[GIVEN PASSAGE]
▼

LEXINGTON, Ky. (July 12, 2023) — On July 6, 2023, the U.S. Food and Drug Administration (FDA) granted full approval to lecanemab, marketed as Leqembi, for the treatment of Alzheimer’s disease. The University of Kentucky’s Sanders-Brown Center on Aging has been working with this drug and others like it for more than a decade.
In January, the FDA approved the drug via the accelerated approval pathway for the treatment of Alzheimer’s disease. Its move from accelerated approval to traditional approval makes it the first disease-modifying therapy approved for the treatment of Alzheimer’s disease in the United States. This marks what researchers believe is a huge step towards finding a cure for the disease.
Greg Jicha, M.D., Ph.D., director of clinical trials at Sanders-Brown, answered some common questions about the drug following its full FDA approval.
Question: How does the drug work?
Dr. Jicha: So that is very, very important. We know that in Alzheimer’s disease, the process begins with a buildup of amyloid that forms plaques in the brain. That is followed by the development of neurofibrillary tangles, then the nerve cells die, and we start to have memory problems. At the heart of this is this early buildup of amyloid.
So, the thought process has been if we can get rid of that amyloid then we should be able to slow or stop Alzheimer’s disease. Lecanemab is an antibody made in a pharmaceutical plant that directly binds to and allows the brain to remove the amyloid that is building up in a patient with Alzheimer’s. It does this to the point where it becomes completely undetectable by about 12 to 18 months.
We’ve really been trying to balance how effective we are at removing amyloid with the safety of the medicine. That balance really was achieved here. The validation of that is this eventual FDA approval, that not only do we remove amyloid from the brain — but it actually has a clinical impact — with a slowing in the clinical trials of about 27% to 40%, slowing of the disease process.

▲

[TASK DESCRIPTION]
From the Leqembi approval article, reproduce word for word the stretch from "In January, the" through "full FDA approval.".

[INFORMATION GIVEN]
▼

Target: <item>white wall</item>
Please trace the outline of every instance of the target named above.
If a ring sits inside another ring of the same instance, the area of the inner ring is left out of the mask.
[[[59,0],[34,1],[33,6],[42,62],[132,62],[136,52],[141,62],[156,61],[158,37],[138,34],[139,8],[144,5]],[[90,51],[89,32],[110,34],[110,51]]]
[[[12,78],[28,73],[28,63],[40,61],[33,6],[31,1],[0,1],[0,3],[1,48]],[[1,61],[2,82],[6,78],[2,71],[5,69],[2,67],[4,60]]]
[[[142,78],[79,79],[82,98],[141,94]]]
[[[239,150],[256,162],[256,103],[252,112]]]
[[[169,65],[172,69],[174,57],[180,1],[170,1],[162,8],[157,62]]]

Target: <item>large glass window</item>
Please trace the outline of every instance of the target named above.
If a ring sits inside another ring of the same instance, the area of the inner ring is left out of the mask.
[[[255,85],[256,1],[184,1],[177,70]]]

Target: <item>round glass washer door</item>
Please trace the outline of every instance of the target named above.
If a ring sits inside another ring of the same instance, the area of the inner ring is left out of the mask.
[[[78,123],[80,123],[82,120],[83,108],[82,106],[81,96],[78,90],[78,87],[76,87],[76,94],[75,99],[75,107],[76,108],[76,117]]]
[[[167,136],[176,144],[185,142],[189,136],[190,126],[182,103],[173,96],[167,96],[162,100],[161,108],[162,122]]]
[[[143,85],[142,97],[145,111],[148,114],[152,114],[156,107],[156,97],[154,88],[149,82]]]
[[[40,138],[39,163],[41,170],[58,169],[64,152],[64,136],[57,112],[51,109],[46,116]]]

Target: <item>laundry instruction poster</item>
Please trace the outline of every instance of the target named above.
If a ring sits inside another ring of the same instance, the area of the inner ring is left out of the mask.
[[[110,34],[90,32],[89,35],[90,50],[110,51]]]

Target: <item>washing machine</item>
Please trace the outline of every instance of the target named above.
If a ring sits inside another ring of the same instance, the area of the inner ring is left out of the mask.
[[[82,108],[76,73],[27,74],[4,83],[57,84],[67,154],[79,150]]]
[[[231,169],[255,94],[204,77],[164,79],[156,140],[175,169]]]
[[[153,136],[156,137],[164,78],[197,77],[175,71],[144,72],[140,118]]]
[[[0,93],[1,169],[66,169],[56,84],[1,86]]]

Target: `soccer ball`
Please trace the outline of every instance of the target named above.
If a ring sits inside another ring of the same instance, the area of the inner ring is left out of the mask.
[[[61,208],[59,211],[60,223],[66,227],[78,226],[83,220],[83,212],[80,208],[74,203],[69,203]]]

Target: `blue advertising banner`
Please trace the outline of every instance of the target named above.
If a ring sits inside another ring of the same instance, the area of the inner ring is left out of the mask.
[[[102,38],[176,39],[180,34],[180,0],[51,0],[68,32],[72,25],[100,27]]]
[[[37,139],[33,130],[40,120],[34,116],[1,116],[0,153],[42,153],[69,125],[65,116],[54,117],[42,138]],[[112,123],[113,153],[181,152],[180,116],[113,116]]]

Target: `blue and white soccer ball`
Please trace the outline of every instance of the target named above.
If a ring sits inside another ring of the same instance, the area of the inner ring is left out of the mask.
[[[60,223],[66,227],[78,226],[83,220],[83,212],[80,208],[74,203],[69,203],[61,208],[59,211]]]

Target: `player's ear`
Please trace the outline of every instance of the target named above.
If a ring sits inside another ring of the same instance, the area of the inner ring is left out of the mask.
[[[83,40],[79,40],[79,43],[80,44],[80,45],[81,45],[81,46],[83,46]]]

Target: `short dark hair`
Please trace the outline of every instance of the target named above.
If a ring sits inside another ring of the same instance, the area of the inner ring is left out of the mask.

▲

[COMPLETED EXERCISE]
In January, the FDA approved the drug via the accelerated approval pathway for the treatment of Alzheimer’s disease. Its move from accelerated approval to traditional approval makes it the first disease-modifying therapy approved for the treatment of Alzheimer’s disease in the United States. This marks what researchers believe is a huge step towards finding a cure for the disease.
Greg Jicha, M.D., Ph.D., director of clinical trials at Sanders-Brown, answered some common questions about the drug following its full FDA approval.